Given problem> Copy the data from the line containing "Expected: one dot placed on each instance of the horse's hind" down through the end of the data, swapping "scabbard" for "sheath" and keeping everything else the same. Give back only those lines.

####################

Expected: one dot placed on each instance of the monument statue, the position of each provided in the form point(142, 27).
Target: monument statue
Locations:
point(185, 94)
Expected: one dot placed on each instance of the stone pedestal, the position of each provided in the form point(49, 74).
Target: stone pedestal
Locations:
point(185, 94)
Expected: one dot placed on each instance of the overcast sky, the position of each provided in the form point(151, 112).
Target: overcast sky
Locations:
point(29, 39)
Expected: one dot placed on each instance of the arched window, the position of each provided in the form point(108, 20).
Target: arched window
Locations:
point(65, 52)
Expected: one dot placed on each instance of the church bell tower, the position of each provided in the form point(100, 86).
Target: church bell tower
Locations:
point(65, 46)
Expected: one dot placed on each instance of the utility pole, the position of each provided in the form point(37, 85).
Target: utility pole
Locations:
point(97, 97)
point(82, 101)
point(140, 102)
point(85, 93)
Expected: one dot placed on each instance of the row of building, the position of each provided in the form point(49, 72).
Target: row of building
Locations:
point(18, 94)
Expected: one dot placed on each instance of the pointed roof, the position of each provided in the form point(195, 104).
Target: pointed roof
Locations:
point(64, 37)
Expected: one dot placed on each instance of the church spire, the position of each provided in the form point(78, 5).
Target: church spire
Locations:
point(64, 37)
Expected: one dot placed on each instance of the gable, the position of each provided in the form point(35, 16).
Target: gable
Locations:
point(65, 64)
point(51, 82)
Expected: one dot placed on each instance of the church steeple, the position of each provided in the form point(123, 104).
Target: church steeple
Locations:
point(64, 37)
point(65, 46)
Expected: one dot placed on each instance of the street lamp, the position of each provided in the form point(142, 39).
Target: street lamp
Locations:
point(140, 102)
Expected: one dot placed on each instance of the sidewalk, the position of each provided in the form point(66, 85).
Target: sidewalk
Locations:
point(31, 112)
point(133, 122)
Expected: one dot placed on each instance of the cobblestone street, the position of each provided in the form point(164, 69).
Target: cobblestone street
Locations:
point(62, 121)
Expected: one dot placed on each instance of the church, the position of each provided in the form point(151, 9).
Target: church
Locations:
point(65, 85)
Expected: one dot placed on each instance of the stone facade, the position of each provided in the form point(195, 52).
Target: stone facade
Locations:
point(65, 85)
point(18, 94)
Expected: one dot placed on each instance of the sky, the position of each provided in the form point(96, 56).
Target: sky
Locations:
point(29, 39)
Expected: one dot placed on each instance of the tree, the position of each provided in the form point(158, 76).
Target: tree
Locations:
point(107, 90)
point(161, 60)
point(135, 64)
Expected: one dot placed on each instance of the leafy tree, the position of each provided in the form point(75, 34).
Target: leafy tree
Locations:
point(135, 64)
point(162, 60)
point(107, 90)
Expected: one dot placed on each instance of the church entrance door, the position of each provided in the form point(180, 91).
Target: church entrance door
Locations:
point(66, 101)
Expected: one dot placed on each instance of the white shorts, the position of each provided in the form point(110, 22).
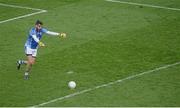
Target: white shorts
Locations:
point(30, 51)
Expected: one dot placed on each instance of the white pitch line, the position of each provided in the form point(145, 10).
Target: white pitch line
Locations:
point(22, 7)
point(23, 16)
point(146, 5)
point(108, 84)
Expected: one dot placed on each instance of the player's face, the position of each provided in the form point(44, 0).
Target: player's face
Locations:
point(38, 26)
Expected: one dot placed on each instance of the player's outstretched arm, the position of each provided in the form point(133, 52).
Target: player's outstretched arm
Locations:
point(38, 41)
point(62, 35)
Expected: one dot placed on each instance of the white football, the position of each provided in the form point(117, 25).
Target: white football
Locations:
point(72, 84)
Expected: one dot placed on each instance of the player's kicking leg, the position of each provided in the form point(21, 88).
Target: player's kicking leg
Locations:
point(30, 62)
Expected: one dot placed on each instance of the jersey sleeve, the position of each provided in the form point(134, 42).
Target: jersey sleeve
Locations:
point(32, 32)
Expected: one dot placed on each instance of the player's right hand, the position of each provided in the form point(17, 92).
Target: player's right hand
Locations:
point(41, 44)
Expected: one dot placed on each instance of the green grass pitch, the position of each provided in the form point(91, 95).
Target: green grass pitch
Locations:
point(106, 42)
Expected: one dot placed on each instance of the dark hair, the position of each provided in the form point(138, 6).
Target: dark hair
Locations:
point(38, 22)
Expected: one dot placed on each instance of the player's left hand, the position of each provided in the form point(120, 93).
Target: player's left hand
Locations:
point(62, 35)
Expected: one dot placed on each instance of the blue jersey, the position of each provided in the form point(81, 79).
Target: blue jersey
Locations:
point(31, 43)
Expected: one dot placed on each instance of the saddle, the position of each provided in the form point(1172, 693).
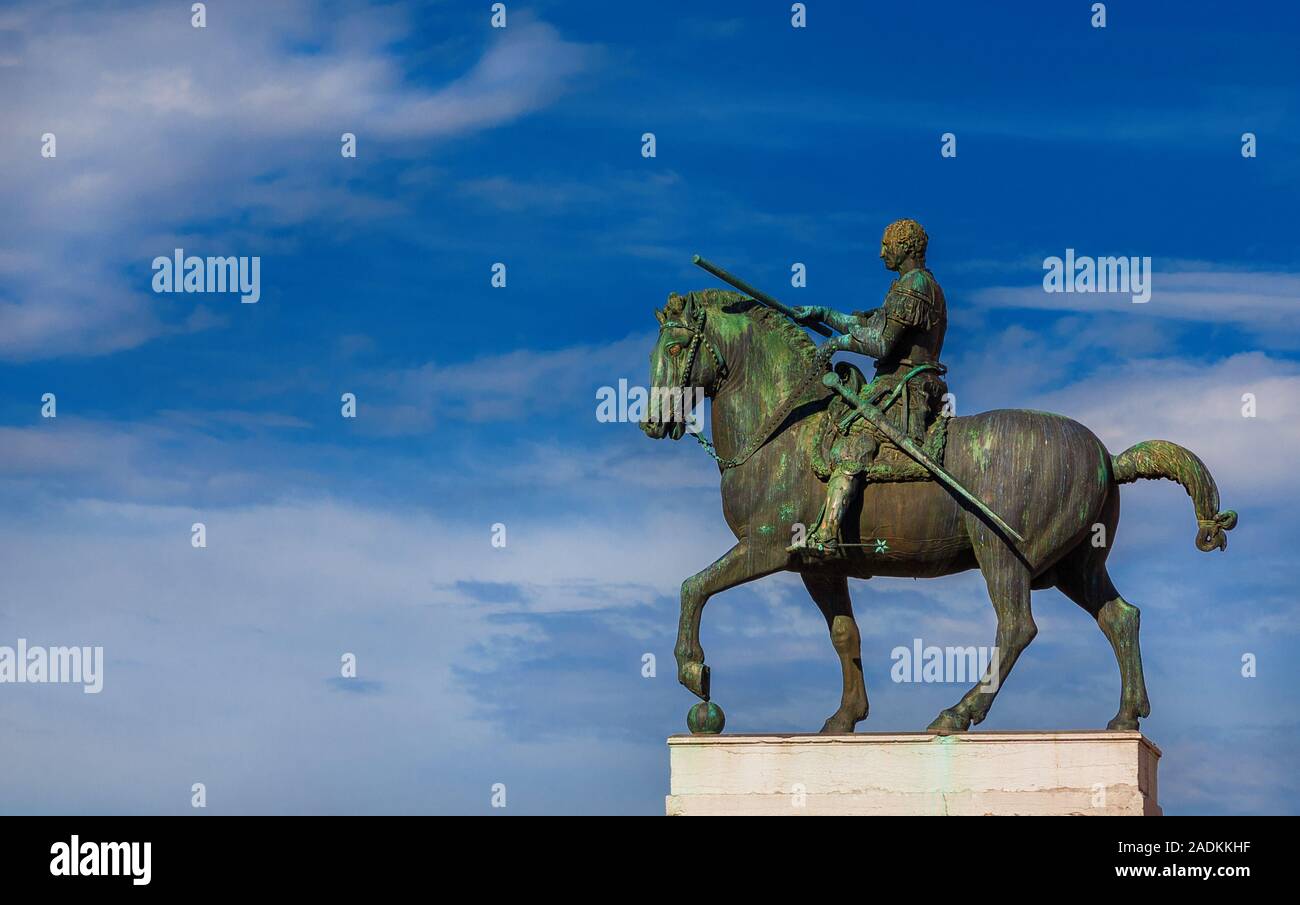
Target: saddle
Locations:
point(889, 462)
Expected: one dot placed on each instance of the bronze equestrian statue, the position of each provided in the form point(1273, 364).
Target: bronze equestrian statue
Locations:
point(1022, 496)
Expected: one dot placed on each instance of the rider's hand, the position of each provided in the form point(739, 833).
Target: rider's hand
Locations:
point(806, 314)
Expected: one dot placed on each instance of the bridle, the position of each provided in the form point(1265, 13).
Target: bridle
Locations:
point(819, 364)
point(696, 328)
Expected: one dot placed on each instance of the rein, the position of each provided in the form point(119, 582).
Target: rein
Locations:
point(819, 364)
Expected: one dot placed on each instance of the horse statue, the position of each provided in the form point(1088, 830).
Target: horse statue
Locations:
point(1049, 477)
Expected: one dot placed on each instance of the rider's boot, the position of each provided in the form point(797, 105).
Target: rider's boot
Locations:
point(826, 538)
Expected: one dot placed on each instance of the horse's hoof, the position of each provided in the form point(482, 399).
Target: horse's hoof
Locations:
point(837, 726)
point(694, 675)
point(949, 721)
point(706, 718)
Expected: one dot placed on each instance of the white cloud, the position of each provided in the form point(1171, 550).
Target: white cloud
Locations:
point(161, 128)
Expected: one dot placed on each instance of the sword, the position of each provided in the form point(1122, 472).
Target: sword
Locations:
point(901, 441)
point(757, 295)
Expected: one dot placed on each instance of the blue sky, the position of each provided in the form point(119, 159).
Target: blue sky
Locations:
point(476, 405)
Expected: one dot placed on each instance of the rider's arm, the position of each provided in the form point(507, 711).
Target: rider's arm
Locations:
point(836, 320)
point(876, 334)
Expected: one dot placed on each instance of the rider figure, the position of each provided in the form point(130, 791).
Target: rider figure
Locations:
point(905, 336)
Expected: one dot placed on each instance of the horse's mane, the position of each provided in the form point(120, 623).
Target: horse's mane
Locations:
point(735, 303)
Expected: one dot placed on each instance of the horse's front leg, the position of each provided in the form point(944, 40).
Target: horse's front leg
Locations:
point(742, 563)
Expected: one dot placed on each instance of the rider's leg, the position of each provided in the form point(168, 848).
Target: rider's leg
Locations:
point(840, 492)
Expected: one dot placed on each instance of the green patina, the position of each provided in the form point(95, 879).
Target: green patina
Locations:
point(1034, 464)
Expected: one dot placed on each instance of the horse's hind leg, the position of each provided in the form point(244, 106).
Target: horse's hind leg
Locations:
point(1087, 583)
point(1008, 581)
point(831, 593)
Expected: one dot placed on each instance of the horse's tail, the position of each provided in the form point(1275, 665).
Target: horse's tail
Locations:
point(1158, 458)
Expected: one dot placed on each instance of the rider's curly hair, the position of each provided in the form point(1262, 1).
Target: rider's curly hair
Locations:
point(910, 236)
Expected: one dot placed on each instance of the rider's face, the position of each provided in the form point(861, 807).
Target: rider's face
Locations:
point(891, 254)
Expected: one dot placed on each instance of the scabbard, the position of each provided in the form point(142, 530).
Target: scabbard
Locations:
point(904, 444)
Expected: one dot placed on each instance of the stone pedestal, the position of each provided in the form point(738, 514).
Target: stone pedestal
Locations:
point(882, 774)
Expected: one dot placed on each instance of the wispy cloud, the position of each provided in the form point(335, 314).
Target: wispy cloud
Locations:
point(137, 100)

####################

Correct response>
Expected: one dot placed on each instance of the horse's hind leg, the position of each provided in the form point(244, 106).
Target: horse's hind leg
Locations:
point(1087, 583)
point(1008, 581)
point(831, 593)
Expected: one dot placed on each instance of the horse's tail, the position of each provided in the form point(1275, 665).
Target: horse's tail
Locations:
point(1158, 458)
Expected: one dot placed on each instance of the rider's curly hair, the position of each provided in the form point(1262, 1).
Target: rider's curly hair
Locations:
point(910, 236)
Expected: one dot placed on each instance of the rider's face, the position of each provided in the form point(861, 807).
Target: rider's face
Locations:
point(891, 254)
Expected: one dot placed on each instance of the sheath, the position of each provided in the form point(142, 530).
Target: sheath
Locations:
point(904, 444)
Expected: one dot placed on each instance of the stone pedestal, the position of each provided in the form point(738, 514).
Target: stone pedestal
Locations:
point(882, 774)
Expected: one dot placed on each instance of the wispy cloud, the position of each provided in the form point(335, 314).
Target: wispy cloud
Locations:
point(137, 100)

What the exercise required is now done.